▶ _Texte extrait_
28 janvier
Sainte LIBÉRATE ou LIVRADE
ou DÉBARRAS
La sainte barbue
Vierge et martyre
Quoique la fête de la réception
des reliques de sainte Libérate se célèbre tous les ans
dans la ville de Sainte-Livrade, le dernier dimanche du mois d'août,
néanmoins, sa mémoire est rappelée par l'office de ce
jour dans tout le diocèse d'Agen.
Le Bréviaire d'Agen, que
nous venons de reproduire, ne dit rien de plus sur le compte de sainte Libérate
: la mention qui lui est consacrée dans le martyrologe de ce diocèse
ajoute seulement qu'elle était originaire de la Gascogne.
M. l'abbé Barrère
nous écrivait d’Agen, le 11 août 1871, au sujet de sainte Livrade :
“Tout me porte à croire
que notre Sainte Livrade est la même que Vilgeforte, autrement, Liberata,
Liberada et Livrada, honorée en Espagne et en Portugal, et sous d'autres noms en Allemagne,
en Flandre et en Angleterre, à laquelle le ciel aurait envoyé subitement
une longue barbe pour l’aider à conserver sa virginité.
“Une vague tradition la
fait soeur de sainte Quitère ou Quiterie. J'ai même vu ce point affirmé par un document
que possédait l’ancien curé de Sainte Livrade.
“Tamayus, cité par
les Bollandistes, dit aussi que Vilgeforte, ou Livrada, était soeur de sainte Quiterie, ainsi
que Dode et Genivère. Tamayus,
citant les Bréviaires de Siguenza et de Palence, fait naître
sainte Quiterie et ses soeurs de Catillius et de Calsia. Bien que cette origine ait quelque
chose de fabuleux dans la forme, je ne la crois pas moins vraie dans le fond.
“Les manuscrits Rubeoe-Vallis
en Brabant, et Bodecensium en en Westphalie, qui avaient adopté la
version espagnole, ajoutent que Calsia était issue de la race de rempereur
Julien, et que sainte Quiterie aurait souffert le martyre en 477.
“Cette version porte que
les filles de Catillius, pour se soustraire aux dangers de leur famille idolàtre,
se retirèrent en divers lieux, où elles souffrirent le martyre. C'est
ainsi que sainte Quiterie aurait été martyrisée près
d'Aire, Dode dans le diocèse d’Auch, et sainte Livrade dans
l'Agenais.

▶ _Enregistrements fournis_

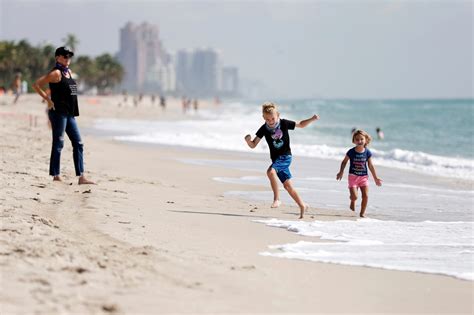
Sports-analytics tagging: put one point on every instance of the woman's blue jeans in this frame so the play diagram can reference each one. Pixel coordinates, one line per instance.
(61, 123)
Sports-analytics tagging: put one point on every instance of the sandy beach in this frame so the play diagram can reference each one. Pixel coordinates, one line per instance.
(157, 235)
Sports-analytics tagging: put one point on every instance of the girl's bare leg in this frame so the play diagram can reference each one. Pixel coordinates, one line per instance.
(289, 187)
(271, 173)
(353, 197)
(365, 200)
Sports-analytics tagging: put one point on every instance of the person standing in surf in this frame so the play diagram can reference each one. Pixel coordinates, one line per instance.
(360, 157)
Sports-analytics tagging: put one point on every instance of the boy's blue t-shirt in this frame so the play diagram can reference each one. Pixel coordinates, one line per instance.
(358, 161)
(278, 139)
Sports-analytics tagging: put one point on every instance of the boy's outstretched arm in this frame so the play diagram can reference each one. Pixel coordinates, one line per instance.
(377, 180)
(306, 122)
(343, 166)
(252, 143)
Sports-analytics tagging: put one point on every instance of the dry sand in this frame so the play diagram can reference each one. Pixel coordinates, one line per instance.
(156, 235)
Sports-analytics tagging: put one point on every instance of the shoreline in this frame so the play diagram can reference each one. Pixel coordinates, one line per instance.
(187, 248)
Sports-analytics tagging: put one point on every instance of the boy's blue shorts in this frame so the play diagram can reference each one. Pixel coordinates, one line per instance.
(282, 167)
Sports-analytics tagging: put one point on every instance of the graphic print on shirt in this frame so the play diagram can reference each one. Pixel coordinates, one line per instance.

▶ _Consignes_
a. Dans le texte sur sainte Livrade, énumérez, s'il vous plaît, tous les pays ou régions où, d'après la lettre de l'abbé Barrère, Vilgeforte est honorée.
b. Citez le passage du texte sur sainte Livrade qui commence à « Le Bréviaire d'Agen, que » et se termine à « de Sainte Livrade. ».
Ces enregistrements n'ont aucun lien avec le texte sur sainte Livrade.

▶ _Solutions dans l'ordre_
a. Espagne, Portugal, Allemagne, Flandre, Angleterre

b.
Le Bréviaire d'Agen, que
nous venons de reproduire, ne dit rien de plus sur le compte de sainte Libérate
: la mention qui lui est consacrée dans le martyrologe de ce diocèse
ajoute seulement qu'elle était originaire de la Gascogne.
M. l'abbé Barrère
nous écrivait d’Agen, le 11 août 1871, au sujet de sainte Livrade :
“Tout me porte à croire
que notre Sainte Livrade est la même que Vilgeforte, autrement, Liberata,
Liberada et Livrada, honorée en Espagne et en Portugal, et sous d'autres noms en Allemagne,
en Flandre et en Angleterre, à laquelle le ciel aurait envoyé subitement
une longue barbe pour l’aider à conserver sa virginité.
“Une vague tradition la
fait soeur de sainte Quitère ou Quiterie. J'ai même vu ce point affirmé par un document
que possédait l’ancien curé de Sainte Livrade.